* _GOAL_
Rewrite the material below with "target class" changed to "object category" everywhere it appears, keeping everything else the same. Leave out the pictures.

* _MATERIAL FOR THIS EXERCISE_
..........

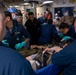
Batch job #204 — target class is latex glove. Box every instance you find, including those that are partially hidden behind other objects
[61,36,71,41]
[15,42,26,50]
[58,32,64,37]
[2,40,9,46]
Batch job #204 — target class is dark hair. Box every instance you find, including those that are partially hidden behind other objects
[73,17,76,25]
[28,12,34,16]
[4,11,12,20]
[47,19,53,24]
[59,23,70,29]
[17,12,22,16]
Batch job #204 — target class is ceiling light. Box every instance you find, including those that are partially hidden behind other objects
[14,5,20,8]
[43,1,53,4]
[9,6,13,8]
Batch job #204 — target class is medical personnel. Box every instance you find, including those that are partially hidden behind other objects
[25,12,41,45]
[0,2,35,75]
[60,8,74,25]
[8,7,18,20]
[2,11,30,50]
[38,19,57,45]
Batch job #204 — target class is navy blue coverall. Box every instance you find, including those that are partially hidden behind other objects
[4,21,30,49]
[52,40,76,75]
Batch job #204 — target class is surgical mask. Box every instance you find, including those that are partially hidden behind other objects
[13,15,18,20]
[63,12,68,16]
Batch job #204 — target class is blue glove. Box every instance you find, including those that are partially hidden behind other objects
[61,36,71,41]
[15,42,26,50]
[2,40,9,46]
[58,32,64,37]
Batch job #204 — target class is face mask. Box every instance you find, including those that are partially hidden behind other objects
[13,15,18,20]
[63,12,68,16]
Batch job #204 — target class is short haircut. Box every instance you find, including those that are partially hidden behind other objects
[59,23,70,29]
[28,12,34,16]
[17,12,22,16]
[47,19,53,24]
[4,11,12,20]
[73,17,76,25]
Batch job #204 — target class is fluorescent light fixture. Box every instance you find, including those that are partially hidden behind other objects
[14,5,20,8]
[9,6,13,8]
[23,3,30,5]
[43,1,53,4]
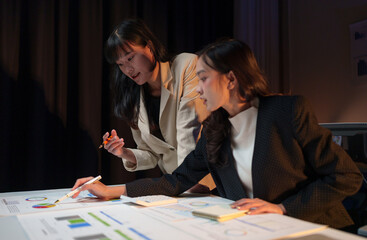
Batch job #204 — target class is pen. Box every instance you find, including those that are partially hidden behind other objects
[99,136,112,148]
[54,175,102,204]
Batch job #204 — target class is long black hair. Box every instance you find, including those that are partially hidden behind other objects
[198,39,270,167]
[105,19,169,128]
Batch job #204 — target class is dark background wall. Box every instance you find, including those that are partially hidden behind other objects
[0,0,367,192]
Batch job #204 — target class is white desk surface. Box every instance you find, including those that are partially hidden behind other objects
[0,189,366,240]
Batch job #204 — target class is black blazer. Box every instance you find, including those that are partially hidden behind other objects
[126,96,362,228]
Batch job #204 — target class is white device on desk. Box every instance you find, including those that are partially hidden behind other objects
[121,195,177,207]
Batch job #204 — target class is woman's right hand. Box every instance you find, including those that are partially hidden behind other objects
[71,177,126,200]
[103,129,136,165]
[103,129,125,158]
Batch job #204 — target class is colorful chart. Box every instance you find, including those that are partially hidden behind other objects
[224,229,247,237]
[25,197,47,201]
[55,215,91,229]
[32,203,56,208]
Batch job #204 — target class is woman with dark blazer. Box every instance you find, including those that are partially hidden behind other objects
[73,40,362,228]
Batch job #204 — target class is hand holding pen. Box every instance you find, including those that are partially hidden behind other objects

..........

* _WRITTEN ANSWER_
Batch job #204 — object category is latex glove. Box every instance you find, including those that are partially hidden behind other objects
[61,36,71,41]
[15,42,26,50]
[58,32,64,37]
[2,40,9,46]
Batch job #204 — object category is dark hair. Box every instance you find, including those that are partially hidden behind other objects
[73,17,76,25]
[28,12,34,16]
[4,11,12,20]
[47,19,53,24]
[59,23,70,29]
[17,12,22,16]
Batch job #204 — object category is ceiling light. Box every instance you find, including those that are partially hidden behind other objects
[14,5,20,8]
[43,1,53,4]
[9,6,13,8]
Batch job #204 — object category is medical personnel. Box every instance you find, including those that are partially hidden behind other objects
[25,12,41,45]
[0,2,35,75]
[60,8,74,25]
[8,7,18,20]
[2,11,30,50]
[38,19,57,45]
Batch job #204 — object category is navy blue coverall. Box every instance you find, including those that are partially hidden behind other objects
[4,21,30,49]
[52,40,76,75]
Batch job #204 — object category is surgical mask. Box every instance you find, including those that are partially hidden behind other objects
[13,15,18,20]
[63,12,68,16]
Batch job #204 — object category is blue glove. Box every instance you find, including those that are partially hidden behind other objects
[61,36,71,41]
[15,42,26,50]
[2,40,9,46]
[58,32,64,37]
Batch job #204 — object category is face mask. Box every instance you find, including those that are partially hidden behind other objects
[13,15,18,20]
[63,12,68,16]
Batch job #204 — object category is short haircut. Box every instance you find, including those that are partially hidden behind other objects
[59,23,70,29]
[28,12,34,16]
[17,12,22,16]
[47,19,53,24]
[4,11,12,20]
[73,17,76,25]
Batch job #204 — object category is fluorescent light fixture. Box every instance you find, including those that are partially hidden behind other objects
[14,5,20,8]
[9,6,13,8]
[23,3,30,5]
[43,1,53,4]
Batch job #204 — object category is pen. Box every instance you find, including those that are partially hidden behind other objects
[99,136,112,148]
[54,175,102,204]
Batch job #204 — object category is long black hair. Box every instance you find, including those that are partially hidden behind other objects
[198,39,270,167]
[105,19,169,128]
Batch job #204 — object category is dark background wall. Box every instance you find, including those that are partially hidden behind other objects
[0,0,367,192]
Batch job #204 — object category is white desk surface. Box every instance you find, including those that are partially hidden behind other objects
[0,189,366,240]
Batch job #204 — object category is black blazer. Box every instance you find, including those that are partially hidden behind other objects
[126,96,362,228]
Batch job #204 — object category is white device on desk. Box every instance you find, including those that are partially hidden behind other objects
[121,195,177,207]
Batch job #204 — object category is woman's right hand. Box every instance you find, including those that are partially hidden behind other objects
[71,177,126,200]
[103,129,136,165]
[103,129,125,158]
Batch job #204 — object category is colorful chart. Box every instance you find, including those that are partially hidden behind other objects
[224,229,247,237]
[25,197,47,201]
[55,215,91,229]
[32,203,56,208]
Batch job #204 — object category is woman with dark blazer. Box every instance you find, including those that are partially hidden behind other objects
[73,40,362,228]
Batch job #204 — object category is hand holding pen. Box every instance you find, including those that are partially hidden behind other objects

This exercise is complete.